Instructions for the task: Copy the stretch of data from the line containing "Outline white fascia" through the line containing "xmin=338 ymin=164 xmax=409 ymax=226", swapping "panel" for "section" and leaving everything else unchanged.

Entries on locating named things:
▬▬▬▬▬▬▬▬▬▬

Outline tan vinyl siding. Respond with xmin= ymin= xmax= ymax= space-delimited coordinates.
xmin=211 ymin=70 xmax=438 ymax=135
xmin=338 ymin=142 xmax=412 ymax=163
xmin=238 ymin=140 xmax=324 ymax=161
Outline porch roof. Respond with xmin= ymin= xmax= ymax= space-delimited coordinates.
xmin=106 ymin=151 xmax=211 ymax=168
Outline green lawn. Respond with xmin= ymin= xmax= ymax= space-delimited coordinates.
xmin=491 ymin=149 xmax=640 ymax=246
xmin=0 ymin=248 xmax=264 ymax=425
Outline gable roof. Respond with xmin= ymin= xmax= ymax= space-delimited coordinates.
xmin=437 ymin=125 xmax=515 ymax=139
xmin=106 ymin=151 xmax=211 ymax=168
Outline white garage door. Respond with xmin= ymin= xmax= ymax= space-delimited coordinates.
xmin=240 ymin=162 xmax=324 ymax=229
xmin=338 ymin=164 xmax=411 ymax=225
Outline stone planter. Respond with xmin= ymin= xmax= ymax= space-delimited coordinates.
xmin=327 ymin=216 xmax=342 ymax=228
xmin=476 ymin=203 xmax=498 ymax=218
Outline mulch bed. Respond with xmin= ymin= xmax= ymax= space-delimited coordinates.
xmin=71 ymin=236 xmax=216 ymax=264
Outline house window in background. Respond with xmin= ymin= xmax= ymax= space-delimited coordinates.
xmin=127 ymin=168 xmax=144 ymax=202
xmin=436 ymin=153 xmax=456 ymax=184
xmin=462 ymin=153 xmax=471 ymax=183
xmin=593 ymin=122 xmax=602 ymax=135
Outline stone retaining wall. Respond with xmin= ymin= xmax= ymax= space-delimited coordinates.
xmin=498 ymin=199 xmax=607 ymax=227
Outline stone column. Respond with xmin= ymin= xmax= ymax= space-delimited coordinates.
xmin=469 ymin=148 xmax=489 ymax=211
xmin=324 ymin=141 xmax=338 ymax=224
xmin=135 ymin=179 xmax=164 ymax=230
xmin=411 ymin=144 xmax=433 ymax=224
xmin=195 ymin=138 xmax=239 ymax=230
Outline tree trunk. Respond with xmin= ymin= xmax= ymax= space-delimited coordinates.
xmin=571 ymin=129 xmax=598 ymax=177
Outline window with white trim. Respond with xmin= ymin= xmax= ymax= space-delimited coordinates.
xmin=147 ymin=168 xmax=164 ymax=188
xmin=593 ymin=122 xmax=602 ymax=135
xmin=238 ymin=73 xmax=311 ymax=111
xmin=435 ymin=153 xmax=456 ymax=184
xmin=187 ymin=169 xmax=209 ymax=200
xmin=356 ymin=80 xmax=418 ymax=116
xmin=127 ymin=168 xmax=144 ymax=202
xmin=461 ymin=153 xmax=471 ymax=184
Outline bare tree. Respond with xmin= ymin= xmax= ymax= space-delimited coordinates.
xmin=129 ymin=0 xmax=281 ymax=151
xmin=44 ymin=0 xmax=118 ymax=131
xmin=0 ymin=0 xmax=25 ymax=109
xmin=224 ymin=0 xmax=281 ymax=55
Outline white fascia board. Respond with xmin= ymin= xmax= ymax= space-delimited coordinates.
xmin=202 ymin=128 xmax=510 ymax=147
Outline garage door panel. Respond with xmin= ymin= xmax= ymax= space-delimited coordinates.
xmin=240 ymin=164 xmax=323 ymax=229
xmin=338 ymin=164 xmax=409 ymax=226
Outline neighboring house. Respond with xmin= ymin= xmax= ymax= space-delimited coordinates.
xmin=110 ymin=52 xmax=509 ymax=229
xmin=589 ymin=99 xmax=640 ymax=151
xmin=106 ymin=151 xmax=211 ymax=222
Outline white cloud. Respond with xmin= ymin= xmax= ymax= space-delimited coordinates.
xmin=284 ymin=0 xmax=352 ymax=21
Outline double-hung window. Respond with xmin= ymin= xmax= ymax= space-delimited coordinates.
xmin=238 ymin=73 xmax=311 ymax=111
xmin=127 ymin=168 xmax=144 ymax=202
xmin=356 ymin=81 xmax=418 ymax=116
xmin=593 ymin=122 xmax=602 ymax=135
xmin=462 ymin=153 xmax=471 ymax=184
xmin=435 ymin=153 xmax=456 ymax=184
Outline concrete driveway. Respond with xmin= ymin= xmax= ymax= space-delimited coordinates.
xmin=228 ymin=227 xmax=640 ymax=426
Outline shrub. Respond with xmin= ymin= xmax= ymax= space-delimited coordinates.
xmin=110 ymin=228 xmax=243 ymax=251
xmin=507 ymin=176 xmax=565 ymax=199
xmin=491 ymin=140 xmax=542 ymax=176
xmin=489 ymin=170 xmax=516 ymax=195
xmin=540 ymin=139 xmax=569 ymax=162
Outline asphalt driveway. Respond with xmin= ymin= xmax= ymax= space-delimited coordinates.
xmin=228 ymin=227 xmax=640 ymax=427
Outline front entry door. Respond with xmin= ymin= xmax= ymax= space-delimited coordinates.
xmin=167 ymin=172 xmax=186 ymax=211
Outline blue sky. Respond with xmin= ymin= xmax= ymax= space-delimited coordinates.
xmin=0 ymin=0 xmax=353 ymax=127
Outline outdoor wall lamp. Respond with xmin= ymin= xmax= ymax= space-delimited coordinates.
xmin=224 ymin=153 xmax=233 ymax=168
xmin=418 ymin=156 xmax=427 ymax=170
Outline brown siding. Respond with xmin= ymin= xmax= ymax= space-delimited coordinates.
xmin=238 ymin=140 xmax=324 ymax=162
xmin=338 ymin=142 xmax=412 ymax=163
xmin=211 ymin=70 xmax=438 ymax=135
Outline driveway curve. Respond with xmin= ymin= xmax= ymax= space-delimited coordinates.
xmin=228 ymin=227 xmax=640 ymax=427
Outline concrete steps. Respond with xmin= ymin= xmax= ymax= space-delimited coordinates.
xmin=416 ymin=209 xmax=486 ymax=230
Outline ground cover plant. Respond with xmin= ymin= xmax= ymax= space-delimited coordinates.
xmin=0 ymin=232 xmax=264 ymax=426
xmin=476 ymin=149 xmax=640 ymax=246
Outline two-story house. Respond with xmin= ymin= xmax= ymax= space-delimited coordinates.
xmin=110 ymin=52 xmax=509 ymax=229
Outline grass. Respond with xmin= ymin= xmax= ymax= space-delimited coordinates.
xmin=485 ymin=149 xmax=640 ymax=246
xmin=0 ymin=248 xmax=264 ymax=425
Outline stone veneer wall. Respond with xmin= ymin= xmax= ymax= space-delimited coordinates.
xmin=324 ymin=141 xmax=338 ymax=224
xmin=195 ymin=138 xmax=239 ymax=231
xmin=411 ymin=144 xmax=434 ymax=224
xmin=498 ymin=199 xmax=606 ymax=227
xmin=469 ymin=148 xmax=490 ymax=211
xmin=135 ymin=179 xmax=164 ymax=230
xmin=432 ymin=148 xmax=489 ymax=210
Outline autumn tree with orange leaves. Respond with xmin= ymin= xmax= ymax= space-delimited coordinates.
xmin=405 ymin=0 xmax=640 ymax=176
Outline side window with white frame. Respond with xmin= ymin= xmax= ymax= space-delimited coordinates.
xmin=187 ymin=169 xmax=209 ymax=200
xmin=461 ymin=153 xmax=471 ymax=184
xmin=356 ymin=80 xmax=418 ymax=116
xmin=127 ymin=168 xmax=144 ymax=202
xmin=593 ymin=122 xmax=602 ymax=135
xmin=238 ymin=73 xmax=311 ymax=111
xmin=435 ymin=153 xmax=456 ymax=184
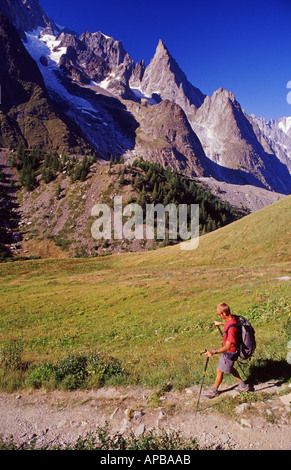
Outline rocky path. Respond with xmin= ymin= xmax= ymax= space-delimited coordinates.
xmin=0 ymin=383 xmax=291 ymax=450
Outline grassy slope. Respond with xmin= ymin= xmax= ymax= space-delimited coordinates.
xmin=0 ymin=196 xmax=291 ymax=385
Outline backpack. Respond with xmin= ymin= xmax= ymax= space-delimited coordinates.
xmin=225 ymin=316 xmax=256 ymax=359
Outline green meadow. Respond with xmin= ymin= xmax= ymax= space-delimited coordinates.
xmin=0 ymin=196 xmax=291 ymax=388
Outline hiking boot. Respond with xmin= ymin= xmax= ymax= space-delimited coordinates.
xmin=203 ymin=387 xmax=219 ymax=398
xmin=236 ymin=382 xmax=249 ymax=393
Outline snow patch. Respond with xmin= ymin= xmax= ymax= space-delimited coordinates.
xmin=278 ymin=117 xmax=291 ymax=134
xmin=131 ymin=88 xmax=159 ymax=104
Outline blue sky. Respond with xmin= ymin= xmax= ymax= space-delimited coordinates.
xmin=40 ymin=0 xmax=291 ymax=119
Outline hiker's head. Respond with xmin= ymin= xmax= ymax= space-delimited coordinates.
xmin=216 ymin=303 xmax=231 ymax=319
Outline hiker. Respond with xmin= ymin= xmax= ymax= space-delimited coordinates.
xmin=204 ymin=303 xmax=248 ymax=398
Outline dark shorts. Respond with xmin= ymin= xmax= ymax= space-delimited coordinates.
xmin=218 ymin=352 xmax=237 ymax=374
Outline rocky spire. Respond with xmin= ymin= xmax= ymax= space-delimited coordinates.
xmin=141 ymin=39 xmax=205 ymax=112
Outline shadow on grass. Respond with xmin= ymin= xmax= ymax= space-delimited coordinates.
xmin=247 ymin=359 xmax=291 ymax=384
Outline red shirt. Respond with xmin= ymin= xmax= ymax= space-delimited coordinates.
xmin=223 ymin=317 xmax=240 ymax=352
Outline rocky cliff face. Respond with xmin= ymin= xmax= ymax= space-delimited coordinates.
xmin=251 ymin=115 xmax=291 ymax=173
xmin=0 ymin=0 xmax=291 ymax=194
xmin=0 ymin=0 xmax=60 ymax=37
xmin=0 ymin=13 xmax=92 ymax=150
xmin=139 ymin=40 xmax=205 ymax=114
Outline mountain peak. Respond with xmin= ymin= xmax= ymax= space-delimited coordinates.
xmin=156 ymin=39 xmax=169 ymax=54
xmin=0 ymin=0 xmax=60 ymax=37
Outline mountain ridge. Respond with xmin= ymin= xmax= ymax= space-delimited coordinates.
xmin=0 ymin=0 xmax=291 ymax=198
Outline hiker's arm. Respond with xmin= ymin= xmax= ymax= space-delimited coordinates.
xmin=205 ymin=341 xmax=231 ymax=357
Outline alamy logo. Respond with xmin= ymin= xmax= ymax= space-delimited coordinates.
xmin=91 ymin=196 xmax=199 ymax=250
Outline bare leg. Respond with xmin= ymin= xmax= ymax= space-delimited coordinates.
xmin=214 ymin=369 xmax=223 ymax=388
xmin=232 ymin=368 xmax=242 ymax=382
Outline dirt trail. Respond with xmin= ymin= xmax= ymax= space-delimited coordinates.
xmin=0 ymin=382 xmax=291 ymax=450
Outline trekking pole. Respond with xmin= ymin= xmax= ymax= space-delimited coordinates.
xmin=196 ymin=349 xmax=209 ymax=413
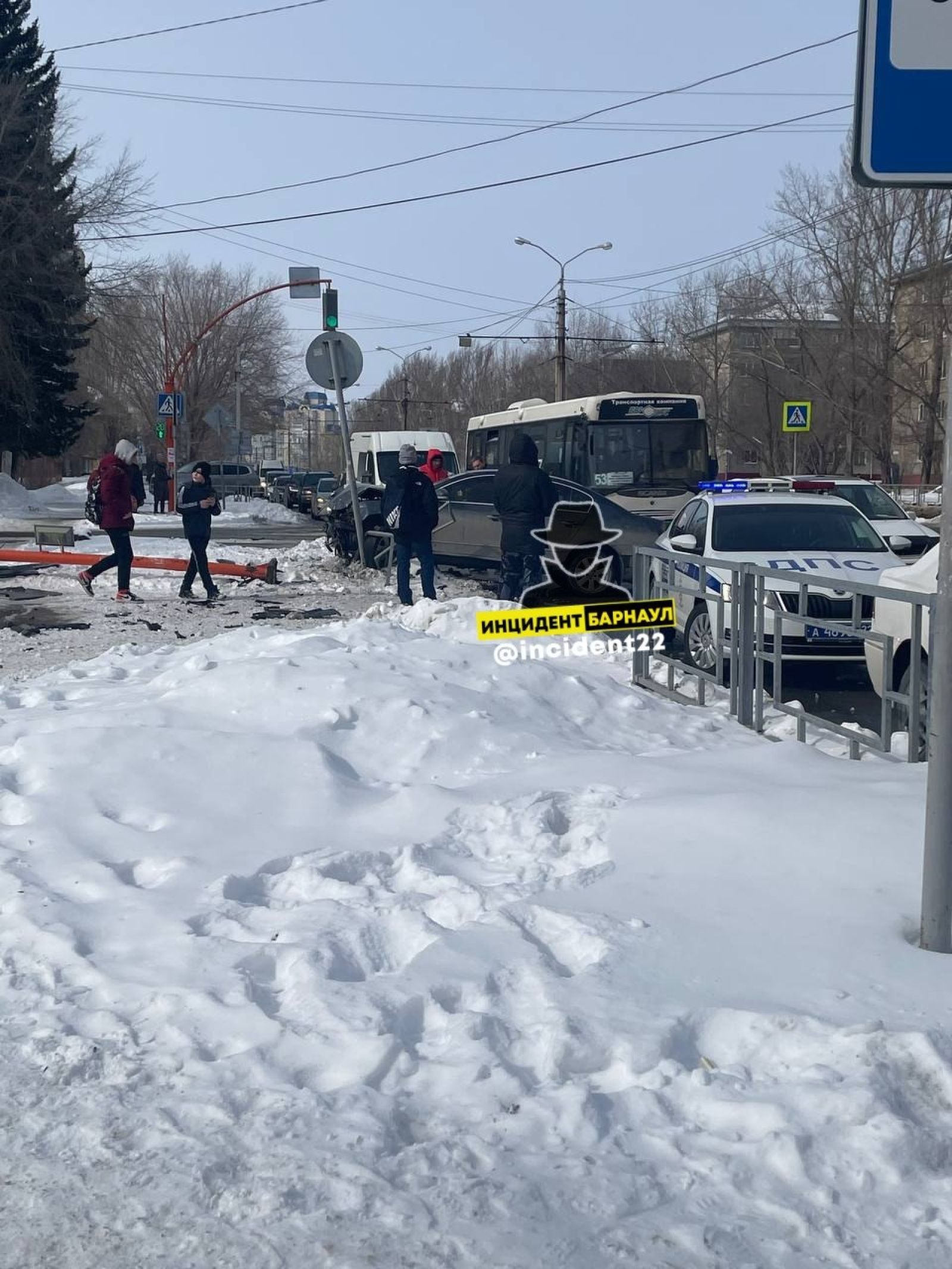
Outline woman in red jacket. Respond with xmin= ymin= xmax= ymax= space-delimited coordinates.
xmin=420 ymin=449 xmax=449 ymax=485
xmin=79 ymin=440 xmax=142 ymax=604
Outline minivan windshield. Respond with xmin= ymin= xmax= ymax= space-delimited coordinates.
xmin=711 ymin=502 xmax=888 ymax=554
xmin=377 ymin=449 xmax=459 ymax=480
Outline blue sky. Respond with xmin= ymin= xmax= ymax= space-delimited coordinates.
xmin=33 ymin=0 xmax=858 ymax=391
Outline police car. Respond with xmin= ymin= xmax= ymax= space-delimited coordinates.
xmin=651 ymin=480 xmax=909 ymax=671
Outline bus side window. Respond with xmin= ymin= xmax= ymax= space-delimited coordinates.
xmin=540 ymin=419 xmax=566 ymax=476
xmin=484 ymin=431 xmax=499 ymax=467
xmin=566 ymin=419 xmax=588 ymax=485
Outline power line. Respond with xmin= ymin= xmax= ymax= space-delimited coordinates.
xmin=82 ymin=105 xmax=850 ymax=242
xmin=60 ymin=66 xmax=853 ymax=99
xmin=49 ymin=0 xmax=327 ymax=54
xmin=111 ymin=30 xmax=856 ymax=215
xmin=62 ymin=83 xmax=838 ymax=134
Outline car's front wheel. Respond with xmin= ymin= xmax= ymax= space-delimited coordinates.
xmin=684 ymin=604 xmax=717 ymax=674
xmin=896 ymin=657 xmax=929 ymax=762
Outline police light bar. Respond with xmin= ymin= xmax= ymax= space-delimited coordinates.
xmin=698 ymin=480 xmax=749 ymax=494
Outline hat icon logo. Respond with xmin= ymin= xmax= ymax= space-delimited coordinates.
xmin=532 ymin=503 xmax=622 ymax=551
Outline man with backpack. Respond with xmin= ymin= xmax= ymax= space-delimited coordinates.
xmin=493 ymin=431 xmax=559 ymax=603
xmin=178 ymin=463 xmax=221 ymax=600
xmin=79 ymin=440 xmax=142 ymax=604
xmin=383 ymin=446 xmax=439 ymax=607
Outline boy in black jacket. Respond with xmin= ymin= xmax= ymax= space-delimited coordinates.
xmin=178 ymin=463 xmax=221 ymax=599
xmin=383 ymin=446 xmax=439 ymax=607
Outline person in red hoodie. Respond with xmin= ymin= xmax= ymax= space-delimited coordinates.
xmin=79 ymin=440 xmax=142 ymax=604
xmin=420 ymin=449 xmax=449 ymax=485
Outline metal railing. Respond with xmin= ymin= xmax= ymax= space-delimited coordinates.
xmin=632 ymin=547 xmax=935 ymax=763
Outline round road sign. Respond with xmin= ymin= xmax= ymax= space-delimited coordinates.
xmin=306 ymin=330 xmax=363 ymax=390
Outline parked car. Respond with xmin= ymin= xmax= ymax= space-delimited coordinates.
xmin=866 ymin=551 xmax=940 ymax=756
xmin=776 ymin=476 xmax=940 ymax=556
xmin=433 ymin=471 xmax=663 ymax=581
xmin=651 ymin=480 xmax=909 ymax=672
xmin=287 ymin=472 xmax=334 ymax=512
xmin=258 ymin=458 xmax=288 ymax=497
xmin=268 ymin=474 xmax=295 ymax=506
xmin=311 ymin=476 xmax=340 ymax=521
xmin=175 ymin=463 xmax=258 ymax=496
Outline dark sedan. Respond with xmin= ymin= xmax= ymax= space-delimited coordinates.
xmin=433 ymin=471 xmax=665 ymax=581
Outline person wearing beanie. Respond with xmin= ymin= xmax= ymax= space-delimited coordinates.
xmin=79 ymin=440 xmax=142 ymax=604
xmin=179 ymin=463 xmax=221 ymax=599
xmin=382 ymin=446 xmax=439 ymax=607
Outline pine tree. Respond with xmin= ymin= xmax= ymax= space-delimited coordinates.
xmin=0 ymin=0 xmax=93 ymax=460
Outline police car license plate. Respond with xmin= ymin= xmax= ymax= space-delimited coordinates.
xmin=806 ymin=622 xmax=872 ymax=641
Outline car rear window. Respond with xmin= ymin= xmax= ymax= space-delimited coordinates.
xmin=711 ymin=503 xmax=888 ymax=554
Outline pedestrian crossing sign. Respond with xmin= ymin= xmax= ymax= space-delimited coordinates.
xmin=783 ymin=401 xmax=813 ymax=431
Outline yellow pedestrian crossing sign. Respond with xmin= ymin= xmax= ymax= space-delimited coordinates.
xmin=783 ymin=401 xmax=813 ymax=431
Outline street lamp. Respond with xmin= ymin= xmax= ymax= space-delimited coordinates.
xmin=375 ymin=344 xmax=433 ymax=431
xmin=515 ymin=237 xmax=612 ymax=401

▬▬▬▬▬▬▬▬▬▬

The completed task:
Outline white fascia board. Respond with xmin= ymin= xmax= ymax= space-delimited coordinates.
xmin=202 ymin=128 xmax=510 ymax=147
Outline garage door section. Respond with xmin= ymin= xmax= ymax= space-delimited coordinates.
xmin=240 ymin=164 xmax=323 ymax=229
xmin=338 ymin=164 xmax=409 ymax=226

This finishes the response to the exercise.